Source extract.
Marvel Fans Have a Theory For How Avengers: Endgame Can Use Time Travel to Fix MCU Plot Holes

While also stopping Thanos on the side.

At this point, most Marvel fans would agree that some sort of time travel willbe used in Avengers: Endgame to reverse Thanos's snap. The most likely option is that Ant-Man will find a way to use the Quantum Realm to travel back in time to warn the Avengers of what's to come. And while that would be pretty useful in fixing the whole dusting apocalypse, it might also explain some of the happenstance in the past Marvel movies.

As one Redditor asks in a new post: "There are a few 'oh, that's convenient' moments in the MCU, and what if the Avengers' actions in the past are what allowed for some of those moments to happen?"

Yeah, superhero movies are pretty much based on coincidence. Almost every origin story is thanks to some sort of serendipitous moment—getting bitten by a spider, a chance meeting, etc, etc.

The user continues:

Why did Hank Pym choose Scott to be the new Ant-Man? What if Scott goes back in time and meets Hank, he needs his help and gains his trust by telling him all about the future, his family, and that is why a few years later Hank goes after Scott? Because he knows he has to.

Source data.

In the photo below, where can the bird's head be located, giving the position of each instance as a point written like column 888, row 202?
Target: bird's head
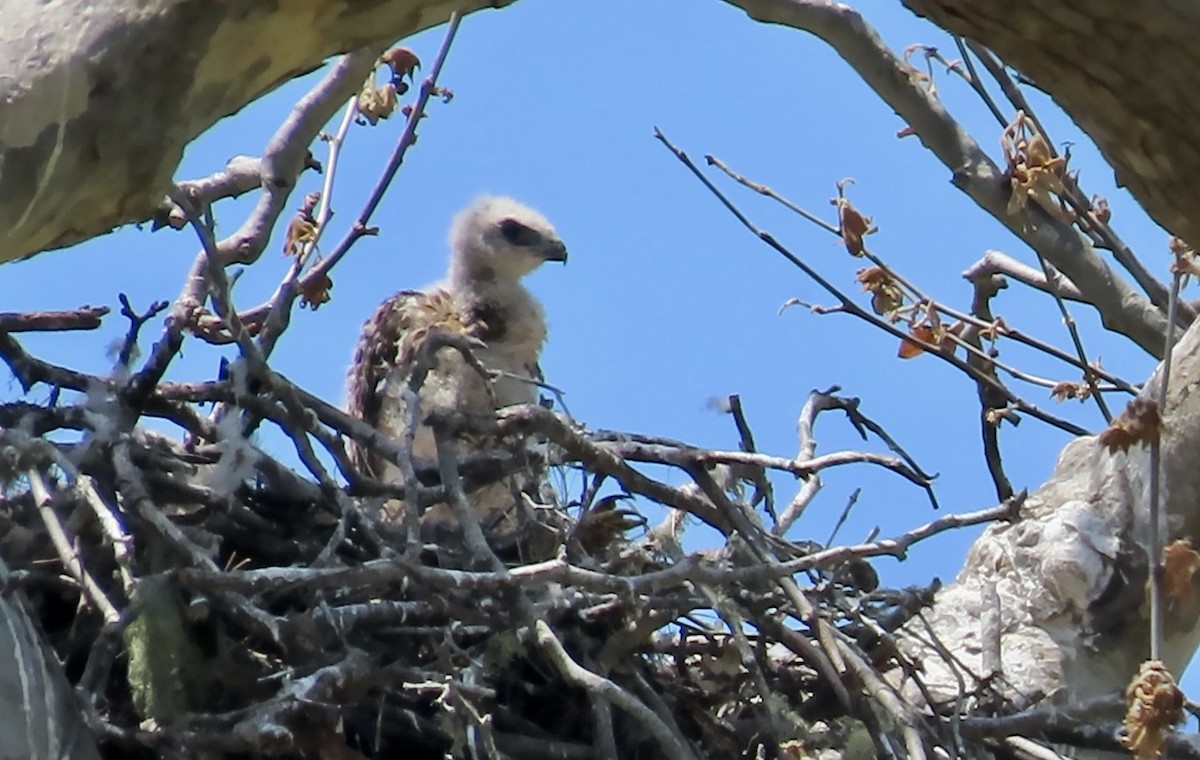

Task statement. Return the passage of the Avengers: Endgame fan-theory article from "While also stopping" to "past Marvel movies.", copied word for word.

Final result.
While also stopping Thanos on the side.

At this point, most Marvel fans would agree that some sort of time travel willbe used in Avengers: Endgame to reverse Thanos's snap. The most likely option is that Ant-Man will find a way to use the Quantum Realm to travel back in time to warn the Avengers of what's to come. And while that would be pretty useful in fixing the whole dusting apocalypse, it might also explain some of the happenstance in the past Marvel movies.